**Source document:**
------------
Archive for the ‘Communication Special’ Category
Disability Care
Posted 31 May 2013
on:
My latest blog is always available at: https://donallan.wordpress.com. To make direct contact e-mail me at: dca@netspeed.com.au
The National Disability Scheme (NDIS) is now Disability Care: I hope you never need it
I received the following article by e-mail from a person – not its author, whom I do not know. The article’s title is mine not the author’s, so that in the words “I hope you never need it” I am expressing a personal hope that no reader of the article nor any member of their family ever becomes so disabled that they need care to help them live life to the fullest.
Disabled myself and having been involved in the disability field for many years I am publishing the article to help raise awareness of the need for governments to take a long term view of the problem of disability. Disability Care is a step in the right direction.
------------
**Set task A:**
In the disability care post, what is the National Disability Scheme now called?
The listing that follows has no connection to the disability care post.
------------
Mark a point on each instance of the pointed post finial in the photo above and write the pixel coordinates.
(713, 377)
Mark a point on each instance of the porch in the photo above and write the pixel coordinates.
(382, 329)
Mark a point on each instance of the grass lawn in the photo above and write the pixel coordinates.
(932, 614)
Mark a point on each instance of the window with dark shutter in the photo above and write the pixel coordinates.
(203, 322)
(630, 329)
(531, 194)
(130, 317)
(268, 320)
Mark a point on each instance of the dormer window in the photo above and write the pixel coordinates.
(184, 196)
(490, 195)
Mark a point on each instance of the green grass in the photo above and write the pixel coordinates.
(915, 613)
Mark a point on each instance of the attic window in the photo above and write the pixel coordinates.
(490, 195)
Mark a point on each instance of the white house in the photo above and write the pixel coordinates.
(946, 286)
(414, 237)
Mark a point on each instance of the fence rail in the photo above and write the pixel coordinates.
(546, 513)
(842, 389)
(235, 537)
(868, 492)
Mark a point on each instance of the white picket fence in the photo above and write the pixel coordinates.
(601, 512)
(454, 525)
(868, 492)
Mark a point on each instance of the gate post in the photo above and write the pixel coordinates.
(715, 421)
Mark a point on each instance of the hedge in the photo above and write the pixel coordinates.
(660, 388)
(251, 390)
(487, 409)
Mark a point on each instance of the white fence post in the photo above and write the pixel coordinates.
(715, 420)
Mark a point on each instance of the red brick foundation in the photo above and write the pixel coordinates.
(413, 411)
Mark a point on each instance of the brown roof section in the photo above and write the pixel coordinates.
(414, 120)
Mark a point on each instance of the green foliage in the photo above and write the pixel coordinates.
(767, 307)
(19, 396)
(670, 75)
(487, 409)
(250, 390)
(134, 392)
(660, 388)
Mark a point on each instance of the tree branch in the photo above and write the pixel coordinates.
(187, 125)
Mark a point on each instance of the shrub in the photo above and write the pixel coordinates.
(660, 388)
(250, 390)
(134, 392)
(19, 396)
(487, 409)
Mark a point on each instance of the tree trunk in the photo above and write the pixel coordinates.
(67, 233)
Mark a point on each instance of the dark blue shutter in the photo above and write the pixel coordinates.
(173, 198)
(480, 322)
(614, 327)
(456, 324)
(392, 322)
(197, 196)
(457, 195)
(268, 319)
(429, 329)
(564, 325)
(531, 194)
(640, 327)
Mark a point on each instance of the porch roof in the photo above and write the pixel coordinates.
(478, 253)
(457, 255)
------------
**Set task B:**
Format the part of the listing that opens with the line containing "Mark a point on each instance of the shrub" and closes at the end of the listing as a Markdown table with the columns Row and Line, leaving out blank lines.

**Result A:**
Disability Care

**Result B:**
| Row | Line |
|---|---|
| 1 | Mark a point on each instance of the shrub in the photo above and write the pixel coordinates. |
| 2 | (660, 388) |
| 3 | (250, 390) |
| 4 | (134, 392) |
| 5 | (19, 396) |
| 6 | (487, 409) |
| 7 | Mark a point on each instance of the tree trunk in the photo above and write the pixel coordinates. |
| 8 | (67, 233) |
| 9 | Mark a point on each instance of the dark blue shutter in the photo above and write the pixel coordinates. |
| 10 | (173, 198) |
| 11 | (480, 322) |
| 12 | (614, 327) |
| 13 | (456, 324) |
| 14 | (392, 322) |
| 15 | (197, 196) |
| 16 | (457, 195) |
| 17 | (268, 319) |
| 18 | (429, 329) |
| 19 | (564, 325) |
| 20 | (531, 194) |
| 21 | (640, 327) |
| 22 | Mark a point on each instance of the porch roof in the photo above and write the pixel coordinates. |
| 23 | (478, 253) |
| 24 | (457, 255) |